** START OF Page excerpt **

You are viewing a plain text version of this content. The canonical link for it is here.

Posted to dev@parquet.apache.org by Tomer Solomon <to...@gmail.com> on 2019/02/27 14:32:02 UTC

Parquet-mr - ParquetFileReader IO and memory foot-print

Hi everybody,

I'm trying to understand the IO mechanism and memory foot-print of the
parquet-mr library.
In particular, I wish to understand what happens when the ParquetFileReader
reads the next row-group. For simplicity I'm interested to understand first
the case where no filtering is required, and we want need to read all
records in the file and print them out.

Does the ParquetFileReader load to its internal memory each time the entire
row-group in advance? Can it be configured to read the file lazily and
fined grained: At each step read only the current page for each column,
instead of reading in advance all pages in the column-chunks in the
row-group? I mean, read the first page of each column, process it and
produce the records inside it, and only then read the second one etc.

As I understand, the NextFilteredRowGroup method first figures out all
metadata, and create an array of ConsecutivePartList for all the chunks we
are about to read. After that, it calls readAll for each consecutiveChunk.
In the case I'm reading all columns in the Parquet file, this
ConsecutivePartList would  contain all pages in all columns in the row
group, right?

inside the readAll method, ByteBuffers are allocated, and we call a
readFully on them. Now, from what I understand, parquet-mr uses the
HeapByteBuffer and DirectByteBuffer as its ByteBuffer. In particular,
neither of them support lazy evaluation. So when you read data into them,
it actually reads the data right away.

So, Is it possible to configure the ParquetFileReader to read pages in the
row-group lazily, and at each step read only the relevant pages for each
column?

Reagrds,
Tomer Solomon

Re: Parquet-mr - ParquetFileReader IO and memory foot-print

Posted by Ryan Blue <rb...@netflix.com.INVALID>.

I don’t agree that the issue here is performance. We really haven’t tried
anything other than loading all of the columns at once.

One thing that we have been meaning to do for a long time is to implement
the PageStore interface with an alternative IO manager. Parquet
materialization should request pages and rely on the page store or IO
manager to manage lazily or eagerly fetching the data.

We have a few ideas for strategies in an IO manager:

   - Several small columns and one large column: eagerly load the small
   columns and stream through the large column
   - Few large columns: open multiple streams and read pages in parallel
   - Page-level filtering: push record filters to the IO manager so it can
   avoid reading pages that will not be requested

rb

On Mon, Mar 4, 2019 at 12:27 AM Gabor Szadovszky <ga...@apache.org> wrote:

> Hi Tomer,
>
> parquet-mr does not support lazy reading currently. The reason is
> performance.
> The pages for one column are written one after another (aka column chunks)

** END OF Page excerpt **
** START OF Given records **

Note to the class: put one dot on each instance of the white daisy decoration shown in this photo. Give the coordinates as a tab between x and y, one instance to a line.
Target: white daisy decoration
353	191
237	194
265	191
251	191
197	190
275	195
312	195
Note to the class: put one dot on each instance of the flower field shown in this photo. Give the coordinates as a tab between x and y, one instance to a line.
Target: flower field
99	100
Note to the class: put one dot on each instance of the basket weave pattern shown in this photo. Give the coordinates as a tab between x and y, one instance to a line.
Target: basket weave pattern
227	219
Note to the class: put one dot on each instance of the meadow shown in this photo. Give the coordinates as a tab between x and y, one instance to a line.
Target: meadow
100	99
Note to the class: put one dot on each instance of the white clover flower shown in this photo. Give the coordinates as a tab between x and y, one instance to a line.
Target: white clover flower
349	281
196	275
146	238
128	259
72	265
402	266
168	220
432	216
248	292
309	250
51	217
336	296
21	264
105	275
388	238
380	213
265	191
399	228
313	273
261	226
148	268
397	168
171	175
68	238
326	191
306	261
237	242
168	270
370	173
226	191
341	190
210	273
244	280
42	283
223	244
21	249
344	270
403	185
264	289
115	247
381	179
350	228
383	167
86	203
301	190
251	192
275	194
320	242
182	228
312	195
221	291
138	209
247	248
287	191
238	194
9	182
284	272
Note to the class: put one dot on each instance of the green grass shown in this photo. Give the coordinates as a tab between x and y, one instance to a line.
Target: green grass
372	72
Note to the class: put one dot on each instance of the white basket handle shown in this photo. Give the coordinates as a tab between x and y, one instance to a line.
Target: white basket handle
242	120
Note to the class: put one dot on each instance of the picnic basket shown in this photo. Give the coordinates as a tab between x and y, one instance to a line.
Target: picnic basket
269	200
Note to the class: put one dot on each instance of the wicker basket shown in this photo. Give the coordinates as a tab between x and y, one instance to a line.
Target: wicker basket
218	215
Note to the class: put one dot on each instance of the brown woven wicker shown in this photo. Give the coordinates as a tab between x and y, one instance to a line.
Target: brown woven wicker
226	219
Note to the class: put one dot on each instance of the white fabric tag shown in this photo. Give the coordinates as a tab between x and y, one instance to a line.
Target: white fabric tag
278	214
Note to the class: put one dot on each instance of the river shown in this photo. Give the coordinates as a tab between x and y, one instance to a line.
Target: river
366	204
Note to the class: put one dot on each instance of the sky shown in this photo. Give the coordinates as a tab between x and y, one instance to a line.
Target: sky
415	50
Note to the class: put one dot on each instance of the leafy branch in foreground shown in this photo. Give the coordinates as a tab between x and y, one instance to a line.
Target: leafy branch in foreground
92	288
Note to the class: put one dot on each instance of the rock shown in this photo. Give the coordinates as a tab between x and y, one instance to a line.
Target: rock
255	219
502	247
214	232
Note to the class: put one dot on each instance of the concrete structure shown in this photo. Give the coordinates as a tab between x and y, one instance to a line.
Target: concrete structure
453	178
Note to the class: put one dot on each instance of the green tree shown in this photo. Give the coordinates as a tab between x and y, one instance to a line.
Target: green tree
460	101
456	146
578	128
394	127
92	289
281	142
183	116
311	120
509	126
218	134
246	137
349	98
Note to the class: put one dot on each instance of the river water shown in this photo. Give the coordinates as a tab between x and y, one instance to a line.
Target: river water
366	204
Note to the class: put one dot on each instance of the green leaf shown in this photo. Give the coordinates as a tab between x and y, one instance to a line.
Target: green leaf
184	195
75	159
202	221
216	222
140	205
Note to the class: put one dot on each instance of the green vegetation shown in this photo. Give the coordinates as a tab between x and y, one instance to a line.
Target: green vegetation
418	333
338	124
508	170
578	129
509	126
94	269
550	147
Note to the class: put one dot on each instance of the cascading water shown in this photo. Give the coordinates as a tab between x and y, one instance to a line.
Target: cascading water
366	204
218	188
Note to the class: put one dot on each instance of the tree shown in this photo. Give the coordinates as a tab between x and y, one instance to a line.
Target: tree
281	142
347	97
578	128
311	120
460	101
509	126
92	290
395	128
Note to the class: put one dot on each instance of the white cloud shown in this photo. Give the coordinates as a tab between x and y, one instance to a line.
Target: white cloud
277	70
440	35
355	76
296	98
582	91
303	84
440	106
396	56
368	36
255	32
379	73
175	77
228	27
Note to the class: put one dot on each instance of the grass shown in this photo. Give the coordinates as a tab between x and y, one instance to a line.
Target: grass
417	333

** END OF Given records **

_Task set_:
1. Answer these questions about the mailing-list thread on ParquetFileReader IO and memory footprint:
(a) Which two ByteBuffer types does Tomer Solomon say parquet-mr uses?
(b) Which interface does Ryan Blue say the team has long meant to implement with an alternative IO manager?
(c) What reason does Gabor Szadovszky give for parquet-mr not supporting lazy reading?
2. Write the next part of the mailing-list thread on ParquetFileReader IO and memory footprint, picking up where it stops.

_Results for the exercise_:
1.
(a) HeapByteBuffer and DirectByteBuffer.
(b) The PageStore interface.
(c) Performance.

2.
> and then similarly the other pages for the other columns. It means if you
> would like to keep only one page per column in the memory it would require
> so many seeks in the file to position the reading to next particular page.
> It is much faster to read the consecutive parts in one read so you will
> have much less IO.
>
> Meanwhile, I understand it requires much more memory than for the lazy
> reading you've suggested. It might be a good improvement for parquet-mr to
> have a switchable lazy reading and also would be interesting to have some
> benchmarks comparing them.
>
> Regards,
> Gabor
>
> On Fri, Mar 1, 2019 at 8:11 PM Tomer Solomon <to...@gmail.com>
> wrote:
>
> > Hi everybody,
> >
> > I'm trying to understand the IO mechanism and memory foot-print of the
> > parquet-mr library.
> > In particular, I wish to understand what happens when the
> ParquetFileReader
> > reads the next row-group. For simplicity I'm interested to understand
> first
> > the case where no filtering is required, and we want need to read all
> > records in the file and print them out.
> >
> > Does the ParquetFileReader load to its internal memory each time the
> entire
> > row-group in advance? Can it be configured to read the file lazily and
> > fined grained: At each step read only the current page for each column,
> > instead of reading in advance all pages in the column-chunks in the
> > row-group? I mean, read the first page of each column, process it and
> > produce the records inside it, and only then read the second one etc.
> >
> > As I understand, the NextFilteredRowGroup method first figures out all
> > metadata, and create an array of ConsecutivePartList for all the chunks
> we
> > are about to read. After that, it calls readAll for each
> consecutiveChunk.
> > In the case I'm reading all columns in the Parquet file, this
> > ConsecutivePartList would  contain all pages in all columns in the row
> > group, right?
> >
> > inside the readAll method, ByteBuffers are allocated, and we call a
> > readFully on them. Now, from what I understand, parquet-mr uses the
> > HeapByteBuffer and DirectByteBuffer as its ByteBuffer. In particular,
> > neither of them support lazy evaluation. So when you read data into them,
> > it actually reads the data right away.
> >
> > So, Is it possible to configure the ParquetFileReader to read pages in
> the
> > row-group lazily, and at each step read only the relevant pages for each
> > column?
> >
> > Reagrds,
> > Tomer Solomon
> >
>


-- 
Ryan Blue
Software Engineer
Netflix

Re: Parquet-mr - ParquetFileReader IO and memory foot-print

Posted by Gabor Szadovszky <ga...@apache.org>.

Hi Tomer,

parquet-mr does not support lazy reading currently. The reason is
performance.
The pages for one column are written one after another (aka column chunks)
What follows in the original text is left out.